Reading text Start Marker

Understanding the basics of a blockchain is the building block for success in the crypto space.
As of 2021, $6.6 billion has been spent on blockchain solutions. The technology is not only underpinning the global cryptocurrency market, but also offers unique benefits to other sectors such as healthcare, logistics and real estate.
A blockchain is a decentralized digital ledger made up of blocks that record data over a peer-to-peer (P2P) network. Once information is stored in this ledger, it is nearly impossible to erase, alter, and hack. It is this unique property of blockchain that has inspired many to start their own blockchain-based businesses.
But before thinking about how to use blockchain in your business, it’s important to understand how it works. Let’s take a look at the different layers of blockchain technology to get the most out of what it has to offer.
Understand the blockchain
When we talk about the layers of blockchain, it’s important to note that there are two ways to understand blockchain technology. The first way is to understand how the blockchain architecture works. Blockchain technology consists of five layers – the hardware layer, the data layer, the network layer, the consensus layer and the application layer.

Reading text End Marker
Extracted information Start Marker

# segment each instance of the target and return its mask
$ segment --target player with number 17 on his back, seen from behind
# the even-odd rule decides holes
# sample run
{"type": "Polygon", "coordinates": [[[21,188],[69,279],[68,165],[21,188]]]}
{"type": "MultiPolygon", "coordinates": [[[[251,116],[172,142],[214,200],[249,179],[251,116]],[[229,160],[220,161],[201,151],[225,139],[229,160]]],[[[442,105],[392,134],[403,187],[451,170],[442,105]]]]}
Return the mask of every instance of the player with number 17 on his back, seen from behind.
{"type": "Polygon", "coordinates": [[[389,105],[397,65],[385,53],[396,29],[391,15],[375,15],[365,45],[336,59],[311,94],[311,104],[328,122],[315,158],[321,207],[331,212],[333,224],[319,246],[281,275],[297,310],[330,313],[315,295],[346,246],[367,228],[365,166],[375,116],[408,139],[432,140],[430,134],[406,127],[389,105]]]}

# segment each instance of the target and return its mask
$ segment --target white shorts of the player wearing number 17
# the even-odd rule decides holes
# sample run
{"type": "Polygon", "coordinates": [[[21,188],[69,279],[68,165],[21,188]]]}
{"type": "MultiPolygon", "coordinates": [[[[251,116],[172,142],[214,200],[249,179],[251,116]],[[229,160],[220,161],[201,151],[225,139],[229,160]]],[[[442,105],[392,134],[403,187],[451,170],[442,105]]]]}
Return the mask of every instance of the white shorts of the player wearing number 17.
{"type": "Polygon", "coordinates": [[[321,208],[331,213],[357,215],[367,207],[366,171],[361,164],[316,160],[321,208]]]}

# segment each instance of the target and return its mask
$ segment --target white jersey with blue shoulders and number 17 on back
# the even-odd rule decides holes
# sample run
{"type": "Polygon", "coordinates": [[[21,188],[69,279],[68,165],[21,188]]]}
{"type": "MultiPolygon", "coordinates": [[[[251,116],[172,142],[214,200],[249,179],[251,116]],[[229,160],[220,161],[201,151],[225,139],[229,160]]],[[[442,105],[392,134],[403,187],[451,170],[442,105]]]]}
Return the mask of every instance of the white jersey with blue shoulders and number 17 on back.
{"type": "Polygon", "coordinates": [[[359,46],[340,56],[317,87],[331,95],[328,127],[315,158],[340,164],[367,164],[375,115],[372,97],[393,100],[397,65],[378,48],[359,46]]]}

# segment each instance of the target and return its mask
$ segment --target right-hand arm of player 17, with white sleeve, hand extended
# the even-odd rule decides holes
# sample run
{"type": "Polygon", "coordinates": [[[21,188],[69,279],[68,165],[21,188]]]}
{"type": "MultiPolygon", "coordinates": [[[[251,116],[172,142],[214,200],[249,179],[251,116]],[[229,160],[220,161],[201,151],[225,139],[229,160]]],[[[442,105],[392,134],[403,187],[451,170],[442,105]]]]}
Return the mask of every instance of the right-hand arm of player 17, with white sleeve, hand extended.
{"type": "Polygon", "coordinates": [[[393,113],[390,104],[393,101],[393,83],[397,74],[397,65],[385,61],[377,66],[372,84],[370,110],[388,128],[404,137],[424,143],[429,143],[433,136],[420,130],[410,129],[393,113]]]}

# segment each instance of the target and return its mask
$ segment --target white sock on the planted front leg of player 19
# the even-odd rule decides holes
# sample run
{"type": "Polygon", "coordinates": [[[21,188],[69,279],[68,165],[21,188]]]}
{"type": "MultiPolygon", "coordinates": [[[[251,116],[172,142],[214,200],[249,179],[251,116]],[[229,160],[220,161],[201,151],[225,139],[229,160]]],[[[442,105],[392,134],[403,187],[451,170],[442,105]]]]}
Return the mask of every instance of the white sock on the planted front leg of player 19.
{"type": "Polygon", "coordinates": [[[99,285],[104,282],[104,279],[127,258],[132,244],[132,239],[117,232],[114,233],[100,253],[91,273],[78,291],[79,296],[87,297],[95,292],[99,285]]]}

Extracted information End Marker

Carry the blockchain article forward from its final sentence, the one listing the five layers. The items have no role in this work.

The second is the division of the blockchain network based on the protocol. Protocol refers to the set of rules that govern a network. The blockchain protocol consists of four layers – Layer 0, Layer 1, Layer 2 and Layer 3. Let’s look at each of these categories separately.
1. Blockchain Architecture
The hardware layer
The first layer of the blockchain consists of hardware, such as network connections, the computers within the network, and data servers. The data stored in a blockchain is hosted by data servers, and computers on the blockchain network can share this data with each other. This leads to the creation of a P2P network in which information is validated by individual nodes (or computers) in the network.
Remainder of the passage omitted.